_Text block_:
WHEN experiments involving human embryos began all those years ago, scientists pretended restraint and moderation.

There would, they assured us, be limits on what would be allowed and mere experiment for experiment's sake would not be permitted to run ahead of moral considerations.

So much for restraint. We are now, less than a generation later, in a position where anything goes. What response could there be except disgust to the news that babies are to be created using aborted foetuses? What greater revulsion could anyone feel upon hearing that it will soon be possible to implant an embryo into a male of the species and, by hormonal treatments, cause him to give birth to a child? And, as if these were not horrors enough, last week we learnt that an American scientist has artificially created an embryo hermaphrodite - a monstrous creature which is part male, part female.

"O world unnatural! How monstrous and unnatural!"

The research scientists, along with the bishops who by their silence give them tacit approval, say that this is "progress" and all to the good because it offers hope of parenthood to those who otherwise would not have that hope. Or that it offers cures for those suffering from otherwise incurable diseases.

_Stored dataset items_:

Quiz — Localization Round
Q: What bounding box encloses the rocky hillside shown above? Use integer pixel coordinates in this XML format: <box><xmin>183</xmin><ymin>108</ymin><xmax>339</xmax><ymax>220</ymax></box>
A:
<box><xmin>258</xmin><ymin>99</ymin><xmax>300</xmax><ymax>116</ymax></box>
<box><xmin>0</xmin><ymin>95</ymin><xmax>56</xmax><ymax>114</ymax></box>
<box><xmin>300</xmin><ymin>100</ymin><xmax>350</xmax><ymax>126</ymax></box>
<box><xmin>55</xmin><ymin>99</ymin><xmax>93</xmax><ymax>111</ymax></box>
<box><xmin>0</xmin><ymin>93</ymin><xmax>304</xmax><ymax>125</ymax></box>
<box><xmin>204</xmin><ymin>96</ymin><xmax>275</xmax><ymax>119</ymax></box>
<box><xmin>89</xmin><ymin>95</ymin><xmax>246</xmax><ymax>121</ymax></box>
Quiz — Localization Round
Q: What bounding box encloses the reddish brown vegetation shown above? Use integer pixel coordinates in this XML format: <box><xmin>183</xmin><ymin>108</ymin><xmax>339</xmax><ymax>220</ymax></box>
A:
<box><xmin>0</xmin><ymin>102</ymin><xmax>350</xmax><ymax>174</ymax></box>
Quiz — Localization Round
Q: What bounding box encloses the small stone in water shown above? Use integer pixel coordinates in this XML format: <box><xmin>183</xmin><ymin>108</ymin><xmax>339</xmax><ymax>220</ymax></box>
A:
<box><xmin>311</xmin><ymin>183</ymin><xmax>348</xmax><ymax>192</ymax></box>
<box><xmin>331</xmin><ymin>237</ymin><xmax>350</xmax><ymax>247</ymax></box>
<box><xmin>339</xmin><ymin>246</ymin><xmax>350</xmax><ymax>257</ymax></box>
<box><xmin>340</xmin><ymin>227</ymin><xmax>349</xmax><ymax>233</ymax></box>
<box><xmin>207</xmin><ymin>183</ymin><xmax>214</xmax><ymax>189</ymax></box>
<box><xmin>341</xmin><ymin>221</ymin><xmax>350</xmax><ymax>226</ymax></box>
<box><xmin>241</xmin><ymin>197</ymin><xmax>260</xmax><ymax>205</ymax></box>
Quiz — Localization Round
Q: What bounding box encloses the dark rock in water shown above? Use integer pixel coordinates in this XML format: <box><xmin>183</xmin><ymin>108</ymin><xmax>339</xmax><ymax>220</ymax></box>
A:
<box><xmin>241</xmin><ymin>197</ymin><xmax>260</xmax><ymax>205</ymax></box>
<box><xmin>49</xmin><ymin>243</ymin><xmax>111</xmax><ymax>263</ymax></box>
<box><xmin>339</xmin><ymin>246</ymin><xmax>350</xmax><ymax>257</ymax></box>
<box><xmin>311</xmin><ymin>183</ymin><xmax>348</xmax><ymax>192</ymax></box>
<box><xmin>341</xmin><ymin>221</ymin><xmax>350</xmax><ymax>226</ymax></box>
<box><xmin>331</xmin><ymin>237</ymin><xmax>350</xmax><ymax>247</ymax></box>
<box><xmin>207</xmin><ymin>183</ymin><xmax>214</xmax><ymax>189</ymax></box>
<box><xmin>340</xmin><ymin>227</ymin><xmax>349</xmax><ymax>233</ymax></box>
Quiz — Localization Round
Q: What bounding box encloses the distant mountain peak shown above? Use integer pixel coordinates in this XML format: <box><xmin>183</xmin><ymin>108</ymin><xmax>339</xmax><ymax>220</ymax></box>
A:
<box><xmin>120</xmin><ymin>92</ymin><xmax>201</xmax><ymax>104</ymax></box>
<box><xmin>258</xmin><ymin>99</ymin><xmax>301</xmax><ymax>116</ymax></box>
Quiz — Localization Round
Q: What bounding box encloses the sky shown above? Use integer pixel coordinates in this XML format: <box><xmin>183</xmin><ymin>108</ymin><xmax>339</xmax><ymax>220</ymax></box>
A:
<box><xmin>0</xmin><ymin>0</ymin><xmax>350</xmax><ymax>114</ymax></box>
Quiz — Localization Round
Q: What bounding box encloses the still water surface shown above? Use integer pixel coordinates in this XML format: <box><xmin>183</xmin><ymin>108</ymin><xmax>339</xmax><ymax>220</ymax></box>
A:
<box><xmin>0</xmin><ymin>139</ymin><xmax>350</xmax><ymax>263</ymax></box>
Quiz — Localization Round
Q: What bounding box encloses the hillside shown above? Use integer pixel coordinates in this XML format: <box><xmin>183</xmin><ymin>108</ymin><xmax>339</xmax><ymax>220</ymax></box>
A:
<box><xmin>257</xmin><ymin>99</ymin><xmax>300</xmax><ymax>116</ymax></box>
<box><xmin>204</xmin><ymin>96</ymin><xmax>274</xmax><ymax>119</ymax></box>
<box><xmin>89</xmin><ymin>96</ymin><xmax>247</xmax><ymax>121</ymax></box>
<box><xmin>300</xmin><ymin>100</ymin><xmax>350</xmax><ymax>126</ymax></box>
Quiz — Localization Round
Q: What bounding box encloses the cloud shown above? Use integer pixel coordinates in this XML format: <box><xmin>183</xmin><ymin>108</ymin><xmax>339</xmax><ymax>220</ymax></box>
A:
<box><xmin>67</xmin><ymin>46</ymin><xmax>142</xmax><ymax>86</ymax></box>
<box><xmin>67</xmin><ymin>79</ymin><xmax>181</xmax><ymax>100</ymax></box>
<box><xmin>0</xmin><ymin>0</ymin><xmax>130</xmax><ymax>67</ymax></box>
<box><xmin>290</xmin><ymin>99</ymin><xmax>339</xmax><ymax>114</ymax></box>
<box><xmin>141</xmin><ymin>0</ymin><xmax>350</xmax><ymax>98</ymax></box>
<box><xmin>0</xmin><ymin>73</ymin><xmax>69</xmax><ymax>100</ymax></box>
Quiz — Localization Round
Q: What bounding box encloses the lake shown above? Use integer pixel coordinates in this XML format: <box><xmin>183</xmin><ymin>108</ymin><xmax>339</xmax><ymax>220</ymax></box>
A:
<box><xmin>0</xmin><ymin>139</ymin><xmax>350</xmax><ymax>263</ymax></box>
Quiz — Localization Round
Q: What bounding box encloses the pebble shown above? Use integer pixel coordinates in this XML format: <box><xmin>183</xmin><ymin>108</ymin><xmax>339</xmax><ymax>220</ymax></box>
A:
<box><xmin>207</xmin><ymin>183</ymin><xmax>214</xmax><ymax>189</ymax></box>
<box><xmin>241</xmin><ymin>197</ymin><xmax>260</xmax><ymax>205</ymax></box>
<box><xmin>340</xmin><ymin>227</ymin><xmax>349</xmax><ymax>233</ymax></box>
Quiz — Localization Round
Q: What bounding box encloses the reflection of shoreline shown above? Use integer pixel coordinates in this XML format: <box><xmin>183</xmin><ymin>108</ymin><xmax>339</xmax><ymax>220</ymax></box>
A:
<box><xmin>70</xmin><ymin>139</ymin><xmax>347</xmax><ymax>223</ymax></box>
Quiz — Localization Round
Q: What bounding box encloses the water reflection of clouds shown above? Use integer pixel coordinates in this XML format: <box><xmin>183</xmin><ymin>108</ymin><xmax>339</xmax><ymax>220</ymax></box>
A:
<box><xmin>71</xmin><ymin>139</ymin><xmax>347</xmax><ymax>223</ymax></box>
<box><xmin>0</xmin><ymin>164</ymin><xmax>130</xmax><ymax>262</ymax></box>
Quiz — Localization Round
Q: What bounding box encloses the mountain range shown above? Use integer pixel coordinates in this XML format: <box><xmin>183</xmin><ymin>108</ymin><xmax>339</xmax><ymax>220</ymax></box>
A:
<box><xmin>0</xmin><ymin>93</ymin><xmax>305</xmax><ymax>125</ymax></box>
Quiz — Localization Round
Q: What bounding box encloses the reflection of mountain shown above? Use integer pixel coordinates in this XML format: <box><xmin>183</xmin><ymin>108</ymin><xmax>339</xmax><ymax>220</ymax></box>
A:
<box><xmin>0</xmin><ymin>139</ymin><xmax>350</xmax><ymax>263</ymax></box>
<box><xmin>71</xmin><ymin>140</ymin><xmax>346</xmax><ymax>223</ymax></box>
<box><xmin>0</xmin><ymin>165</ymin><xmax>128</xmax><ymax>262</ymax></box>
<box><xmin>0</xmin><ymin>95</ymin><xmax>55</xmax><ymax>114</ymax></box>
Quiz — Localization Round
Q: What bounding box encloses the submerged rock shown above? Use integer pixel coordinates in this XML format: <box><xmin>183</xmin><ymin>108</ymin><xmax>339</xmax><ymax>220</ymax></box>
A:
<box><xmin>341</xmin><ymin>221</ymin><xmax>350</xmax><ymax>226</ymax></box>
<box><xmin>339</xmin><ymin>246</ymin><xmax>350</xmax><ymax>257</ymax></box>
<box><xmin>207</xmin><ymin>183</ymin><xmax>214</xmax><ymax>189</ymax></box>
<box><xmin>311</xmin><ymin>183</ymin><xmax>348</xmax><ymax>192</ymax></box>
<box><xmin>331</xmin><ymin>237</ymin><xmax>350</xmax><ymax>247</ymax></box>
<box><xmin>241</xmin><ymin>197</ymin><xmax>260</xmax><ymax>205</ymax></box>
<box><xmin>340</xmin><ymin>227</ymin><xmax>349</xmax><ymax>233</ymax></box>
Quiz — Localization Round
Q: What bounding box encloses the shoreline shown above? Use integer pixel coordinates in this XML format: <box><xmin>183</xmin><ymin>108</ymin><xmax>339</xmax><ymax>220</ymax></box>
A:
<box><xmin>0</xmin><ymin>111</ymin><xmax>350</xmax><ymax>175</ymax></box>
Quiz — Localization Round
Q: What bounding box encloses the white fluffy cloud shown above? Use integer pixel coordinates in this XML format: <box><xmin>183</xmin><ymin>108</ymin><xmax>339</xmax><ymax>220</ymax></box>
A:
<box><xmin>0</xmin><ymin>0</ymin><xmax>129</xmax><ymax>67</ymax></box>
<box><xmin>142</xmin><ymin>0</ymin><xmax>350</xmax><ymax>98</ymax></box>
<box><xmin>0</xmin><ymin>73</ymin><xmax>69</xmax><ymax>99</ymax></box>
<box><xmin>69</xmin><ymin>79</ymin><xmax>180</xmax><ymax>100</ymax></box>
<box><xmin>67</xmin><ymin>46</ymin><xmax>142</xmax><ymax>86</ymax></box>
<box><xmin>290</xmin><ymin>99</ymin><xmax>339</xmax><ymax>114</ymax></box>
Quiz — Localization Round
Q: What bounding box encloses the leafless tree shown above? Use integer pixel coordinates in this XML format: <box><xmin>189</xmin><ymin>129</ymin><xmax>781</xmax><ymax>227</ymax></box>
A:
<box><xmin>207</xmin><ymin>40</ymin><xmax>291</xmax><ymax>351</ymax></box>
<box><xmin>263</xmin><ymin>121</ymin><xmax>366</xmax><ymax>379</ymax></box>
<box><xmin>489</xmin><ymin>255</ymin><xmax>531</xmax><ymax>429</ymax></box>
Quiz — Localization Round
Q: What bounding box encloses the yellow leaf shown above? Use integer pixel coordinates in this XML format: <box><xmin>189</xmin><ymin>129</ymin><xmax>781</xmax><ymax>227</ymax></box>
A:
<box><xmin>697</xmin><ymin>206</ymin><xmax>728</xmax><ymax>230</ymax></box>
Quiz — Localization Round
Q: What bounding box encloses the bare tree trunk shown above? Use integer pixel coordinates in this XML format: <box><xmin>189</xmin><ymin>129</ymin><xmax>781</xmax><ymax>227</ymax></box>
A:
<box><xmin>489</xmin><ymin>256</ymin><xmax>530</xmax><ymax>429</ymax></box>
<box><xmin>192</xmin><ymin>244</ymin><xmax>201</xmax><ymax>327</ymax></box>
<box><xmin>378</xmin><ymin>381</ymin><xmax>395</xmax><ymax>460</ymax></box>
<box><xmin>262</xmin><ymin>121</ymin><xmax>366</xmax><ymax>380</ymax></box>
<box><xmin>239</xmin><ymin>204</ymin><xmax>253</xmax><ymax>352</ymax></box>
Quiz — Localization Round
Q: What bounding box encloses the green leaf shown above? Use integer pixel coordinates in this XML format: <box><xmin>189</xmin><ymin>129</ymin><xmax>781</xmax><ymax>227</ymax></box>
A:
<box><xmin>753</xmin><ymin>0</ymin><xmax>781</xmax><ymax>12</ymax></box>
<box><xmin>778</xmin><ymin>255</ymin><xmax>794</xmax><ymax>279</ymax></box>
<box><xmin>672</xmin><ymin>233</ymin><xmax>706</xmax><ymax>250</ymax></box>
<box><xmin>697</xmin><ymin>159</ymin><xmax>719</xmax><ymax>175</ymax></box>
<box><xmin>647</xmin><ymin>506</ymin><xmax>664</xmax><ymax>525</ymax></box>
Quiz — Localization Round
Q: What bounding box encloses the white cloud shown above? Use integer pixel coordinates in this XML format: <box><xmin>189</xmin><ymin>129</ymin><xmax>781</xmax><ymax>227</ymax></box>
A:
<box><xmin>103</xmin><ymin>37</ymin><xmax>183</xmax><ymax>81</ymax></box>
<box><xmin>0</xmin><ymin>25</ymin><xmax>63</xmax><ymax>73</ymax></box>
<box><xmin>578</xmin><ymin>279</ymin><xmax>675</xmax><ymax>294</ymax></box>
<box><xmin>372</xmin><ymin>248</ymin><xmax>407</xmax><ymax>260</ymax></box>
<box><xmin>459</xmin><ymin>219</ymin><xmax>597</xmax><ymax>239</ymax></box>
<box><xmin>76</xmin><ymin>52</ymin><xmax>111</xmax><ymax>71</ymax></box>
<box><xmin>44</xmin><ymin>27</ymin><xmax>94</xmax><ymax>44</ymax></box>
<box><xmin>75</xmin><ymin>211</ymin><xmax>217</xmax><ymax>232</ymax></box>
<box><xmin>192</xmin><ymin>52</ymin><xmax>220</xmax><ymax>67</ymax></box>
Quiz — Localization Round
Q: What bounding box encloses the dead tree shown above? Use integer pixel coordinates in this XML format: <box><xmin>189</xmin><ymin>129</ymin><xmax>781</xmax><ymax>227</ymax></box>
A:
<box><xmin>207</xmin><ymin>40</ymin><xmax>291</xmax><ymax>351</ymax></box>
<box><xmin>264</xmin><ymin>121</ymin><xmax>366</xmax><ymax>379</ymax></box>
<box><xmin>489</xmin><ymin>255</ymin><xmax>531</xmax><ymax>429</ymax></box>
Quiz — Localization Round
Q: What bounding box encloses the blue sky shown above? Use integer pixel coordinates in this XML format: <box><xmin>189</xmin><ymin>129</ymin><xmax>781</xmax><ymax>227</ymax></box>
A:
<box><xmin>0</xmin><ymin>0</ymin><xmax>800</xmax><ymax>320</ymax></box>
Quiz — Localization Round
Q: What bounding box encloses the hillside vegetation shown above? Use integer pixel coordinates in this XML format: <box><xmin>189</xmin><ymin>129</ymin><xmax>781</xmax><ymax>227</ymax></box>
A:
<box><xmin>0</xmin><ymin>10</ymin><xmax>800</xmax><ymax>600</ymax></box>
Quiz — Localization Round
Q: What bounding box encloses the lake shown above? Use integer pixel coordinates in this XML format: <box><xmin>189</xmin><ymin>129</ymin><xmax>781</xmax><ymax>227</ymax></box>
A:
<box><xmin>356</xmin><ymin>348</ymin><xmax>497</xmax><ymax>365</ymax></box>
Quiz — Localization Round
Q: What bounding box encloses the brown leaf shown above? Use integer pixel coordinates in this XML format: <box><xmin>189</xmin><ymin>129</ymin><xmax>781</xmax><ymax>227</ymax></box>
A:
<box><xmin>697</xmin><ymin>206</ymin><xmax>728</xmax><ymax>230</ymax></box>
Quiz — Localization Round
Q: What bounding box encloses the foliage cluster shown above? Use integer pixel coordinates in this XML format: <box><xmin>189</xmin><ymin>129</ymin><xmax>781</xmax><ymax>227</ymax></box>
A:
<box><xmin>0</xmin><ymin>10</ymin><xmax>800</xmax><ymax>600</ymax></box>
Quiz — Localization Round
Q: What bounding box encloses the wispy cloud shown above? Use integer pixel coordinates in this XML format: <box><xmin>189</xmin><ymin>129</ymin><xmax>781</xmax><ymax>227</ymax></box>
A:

_Check your understanding_:
**a)** Condense the paragraph of the embryo research text that begins "So much for restraint" into a short bulleted list that keeps its main facts.
**b)** In the embryo research text, what did an American scientist artificially create?
**c)** From the embryo research text, extract the passage starting at "WHEN experiments involving" and ending at "male, part female.".

_Completed exercise_:
**a)**
- Less than a generation after embryo experiments began, anything goes.
- Babies are to be created using aborted foetuses.
- It will soon be possible to implant an embryo into a man and, with hormonal treatments, make him give birth.
- Last week an American scientist was reported to have artificially created an embryo hermaphrodite, part male and part female.

**b)** An embryo hermaphrodite, part male and part female.

**c)**
WHEN experiments involving human embryos began all those years ago, scientists pretended restraint and moderation.

There would, they assured us, be limits on what would be allowed and mere experiment for experiment's sake would not be permitted to run ahead of moral considerations.

So much for restraint. We are now, less than a generation later, in a position where anything goes. What response could there be except disgust to the news that babies are to be created using aborted foetuses? What greater revulsion could anyone feel upon hearing that it will soon be possible to implant an embryo into a male of the species and, by hormonal treatments, cause him to give birth to a child? And, as if these were not horrors enough, last week we learnt that an American scientist has artificially created an embryo hermaphrodite - a monstrous creature which is part male, part female.